- _DO THIS_
Locate each line in the entries below that contains the string "black", and copy those lines. Case counts when matching.

+++ DATA TO PROCESS +++

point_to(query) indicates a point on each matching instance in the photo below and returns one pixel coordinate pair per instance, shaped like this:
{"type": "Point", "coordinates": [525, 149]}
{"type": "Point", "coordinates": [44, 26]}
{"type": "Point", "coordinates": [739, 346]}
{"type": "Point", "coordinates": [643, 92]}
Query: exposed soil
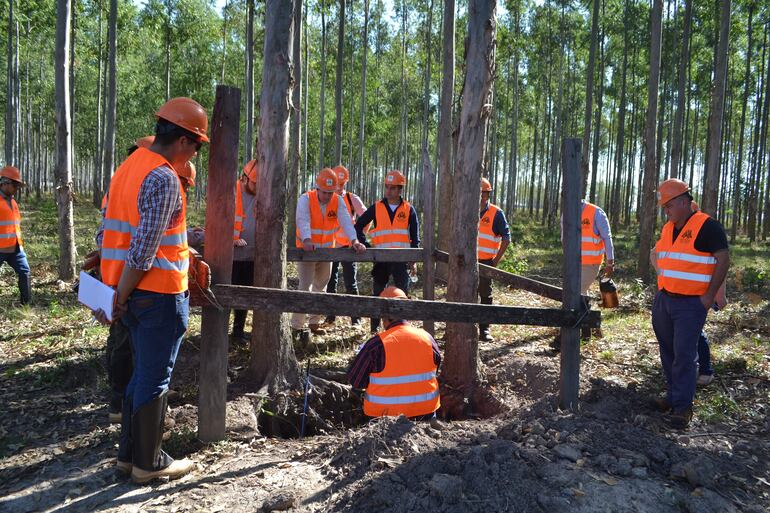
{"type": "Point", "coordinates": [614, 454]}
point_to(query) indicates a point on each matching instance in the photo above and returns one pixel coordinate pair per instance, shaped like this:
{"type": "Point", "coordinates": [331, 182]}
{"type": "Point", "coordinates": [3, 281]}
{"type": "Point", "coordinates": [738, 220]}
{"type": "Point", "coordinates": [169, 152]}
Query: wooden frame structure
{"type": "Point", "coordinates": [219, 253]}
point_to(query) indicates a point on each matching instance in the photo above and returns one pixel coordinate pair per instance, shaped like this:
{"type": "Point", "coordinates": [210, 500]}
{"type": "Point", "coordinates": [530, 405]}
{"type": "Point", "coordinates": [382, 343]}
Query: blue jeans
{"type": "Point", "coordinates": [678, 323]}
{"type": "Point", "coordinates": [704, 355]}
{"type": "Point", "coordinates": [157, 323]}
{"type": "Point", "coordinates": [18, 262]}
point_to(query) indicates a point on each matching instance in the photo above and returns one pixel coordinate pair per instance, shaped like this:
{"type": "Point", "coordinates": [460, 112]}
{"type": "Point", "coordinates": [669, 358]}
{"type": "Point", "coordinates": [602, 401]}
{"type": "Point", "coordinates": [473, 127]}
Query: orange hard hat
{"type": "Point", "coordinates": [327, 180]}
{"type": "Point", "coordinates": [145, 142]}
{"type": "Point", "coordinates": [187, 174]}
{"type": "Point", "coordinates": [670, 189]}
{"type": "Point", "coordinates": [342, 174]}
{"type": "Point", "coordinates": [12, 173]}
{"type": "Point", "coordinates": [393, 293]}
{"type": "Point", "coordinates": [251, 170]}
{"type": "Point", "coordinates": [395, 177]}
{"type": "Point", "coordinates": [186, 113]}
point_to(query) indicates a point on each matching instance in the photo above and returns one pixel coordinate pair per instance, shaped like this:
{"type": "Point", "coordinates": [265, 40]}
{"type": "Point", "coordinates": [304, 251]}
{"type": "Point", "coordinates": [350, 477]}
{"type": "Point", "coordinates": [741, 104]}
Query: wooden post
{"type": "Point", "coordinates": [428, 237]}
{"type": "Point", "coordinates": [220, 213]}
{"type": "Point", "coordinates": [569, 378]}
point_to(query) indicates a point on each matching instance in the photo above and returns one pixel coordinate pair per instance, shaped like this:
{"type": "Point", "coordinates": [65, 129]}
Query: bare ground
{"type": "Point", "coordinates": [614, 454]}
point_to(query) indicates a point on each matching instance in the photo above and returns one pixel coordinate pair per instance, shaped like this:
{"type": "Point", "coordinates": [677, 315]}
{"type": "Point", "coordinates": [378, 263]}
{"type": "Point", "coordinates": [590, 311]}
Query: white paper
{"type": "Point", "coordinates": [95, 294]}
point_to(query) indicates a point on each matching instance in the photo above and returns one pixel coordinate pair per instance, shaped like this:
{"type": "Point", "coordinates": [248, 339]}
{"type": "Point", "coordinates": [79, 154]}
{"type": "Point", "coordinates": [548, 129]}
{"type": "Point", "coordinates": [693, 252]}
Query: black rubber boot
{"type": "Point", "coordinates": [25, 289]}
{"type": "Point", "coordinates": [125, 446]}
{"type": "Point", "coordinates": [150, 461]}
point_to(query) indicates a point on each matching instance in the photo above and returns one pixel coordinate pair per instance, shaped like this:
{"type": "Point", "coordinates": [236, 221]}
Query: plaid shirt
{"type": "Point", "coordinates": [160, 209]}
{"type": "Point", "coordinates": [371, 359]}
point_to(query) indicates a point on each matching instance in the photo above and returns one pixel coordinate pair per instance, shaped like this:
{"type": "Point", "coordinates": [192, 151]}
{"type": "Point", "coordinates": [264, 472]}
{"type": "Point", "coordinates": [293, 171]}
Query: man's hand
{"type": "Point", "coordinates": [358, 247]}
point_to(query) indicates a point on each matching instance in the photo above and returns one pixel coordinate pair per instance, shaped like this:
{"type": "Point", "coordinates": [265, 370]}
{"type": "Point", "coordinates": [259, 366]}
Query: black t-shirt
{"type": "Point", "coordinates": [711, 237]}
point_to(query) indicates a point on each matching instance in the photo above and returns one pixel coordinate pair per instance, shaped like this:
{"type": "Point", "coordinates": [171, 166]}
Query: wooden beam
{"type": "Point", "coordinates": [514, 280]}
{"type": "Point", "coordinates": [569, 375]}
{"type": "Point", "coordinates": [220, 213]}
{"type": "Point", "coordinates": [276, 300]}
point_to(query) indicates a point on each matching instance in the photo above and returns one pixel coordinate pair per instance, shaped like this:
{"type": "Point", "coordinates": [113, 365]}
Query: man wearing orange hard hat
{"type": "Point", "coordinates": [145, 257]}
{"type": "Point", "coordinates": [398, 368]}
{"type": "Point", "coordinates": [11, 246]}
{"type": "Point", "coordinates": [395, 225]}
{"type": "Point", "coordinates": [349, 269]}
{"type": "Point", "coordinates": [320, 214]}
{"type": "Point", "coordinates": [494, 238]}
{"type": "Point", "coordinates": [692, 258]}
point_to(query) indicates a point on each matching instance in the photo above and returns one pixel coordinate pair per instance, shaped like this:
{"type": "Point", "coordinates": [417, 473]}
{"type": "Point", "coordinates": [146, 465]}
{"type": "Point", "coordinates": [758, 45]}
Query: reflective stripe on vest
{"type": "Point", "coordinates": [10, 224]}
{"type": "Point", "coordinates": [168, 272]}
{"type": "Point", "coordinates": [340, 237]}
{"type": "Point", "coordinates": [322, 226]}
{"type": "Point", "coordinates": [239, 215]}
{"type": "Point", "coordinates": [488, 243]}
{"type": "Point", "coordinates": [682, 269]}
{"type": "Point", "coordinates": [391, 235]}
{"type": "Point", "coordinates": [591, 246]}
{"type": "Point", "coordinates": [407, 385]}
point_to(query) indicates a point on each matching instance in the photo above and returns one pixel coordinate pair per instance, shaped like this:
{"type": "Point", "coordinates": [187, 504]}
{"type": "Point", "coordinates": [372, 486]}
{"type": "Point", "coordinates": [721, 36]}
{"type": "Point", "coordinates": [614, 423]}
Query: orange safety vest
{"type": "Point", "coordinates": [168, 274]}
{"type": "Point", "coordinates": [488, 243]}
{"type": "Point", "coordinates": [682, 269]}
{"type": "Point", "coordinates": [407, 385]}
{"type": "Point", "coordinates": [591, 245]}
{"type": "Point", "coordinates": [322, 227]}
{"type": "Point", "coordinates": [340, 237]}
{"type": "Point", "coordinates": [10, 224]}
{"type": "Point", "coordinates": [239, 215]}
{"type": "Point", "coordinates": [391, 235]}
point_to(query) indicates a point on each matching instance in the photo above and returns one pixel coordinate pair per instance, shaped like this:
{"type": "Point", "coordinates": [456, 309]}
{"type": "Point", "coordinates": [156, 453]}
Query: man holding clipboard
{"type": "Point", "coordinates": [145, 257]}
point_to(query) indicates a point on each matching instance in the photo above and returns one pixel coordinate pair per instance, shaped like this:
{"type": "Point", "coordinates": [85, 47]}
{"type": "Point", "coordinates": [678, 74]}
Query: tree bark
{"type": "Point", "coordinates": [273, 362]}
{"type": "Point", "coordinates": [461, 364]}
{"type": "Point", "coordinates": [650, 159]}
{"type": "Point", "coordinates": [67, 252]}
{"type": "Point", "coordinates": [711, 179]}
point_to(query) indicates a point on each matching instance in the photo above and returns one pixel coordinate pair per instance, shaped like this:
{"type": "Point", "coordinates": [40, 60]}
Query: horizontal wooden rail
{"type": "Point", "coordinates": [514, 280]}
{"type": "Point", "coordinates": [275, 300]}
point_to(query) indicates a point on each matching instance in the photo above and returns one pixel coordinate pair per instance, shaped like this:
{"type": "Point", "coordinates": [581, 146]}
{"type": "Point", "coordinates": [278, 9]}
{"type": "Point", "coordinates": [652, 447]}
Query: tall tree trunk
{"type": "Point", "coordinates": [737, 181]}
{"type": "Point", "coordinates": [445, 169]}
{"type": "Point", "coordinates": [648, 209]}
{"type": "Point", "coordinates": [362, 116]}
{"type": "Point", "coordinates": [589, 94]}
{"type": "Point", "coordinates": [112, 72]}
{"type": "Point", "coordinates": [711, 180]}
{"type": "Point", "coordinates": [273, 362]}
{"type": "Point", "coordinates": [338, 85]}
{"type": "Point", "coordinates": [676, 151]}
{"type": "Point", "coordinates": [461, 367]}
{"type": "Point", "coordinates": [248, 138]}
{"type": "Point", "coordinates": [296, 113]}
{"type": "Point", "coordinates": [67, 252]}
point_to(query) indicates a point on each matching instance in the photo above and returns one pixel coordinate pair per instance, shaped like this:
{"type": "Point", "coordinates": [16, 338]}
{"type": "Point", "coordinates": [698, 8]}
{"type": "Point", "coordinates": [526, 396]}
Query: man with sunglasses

+++

- _COMPLETE RESPONSE_
Query: black rubber boot
Query: black t-shirt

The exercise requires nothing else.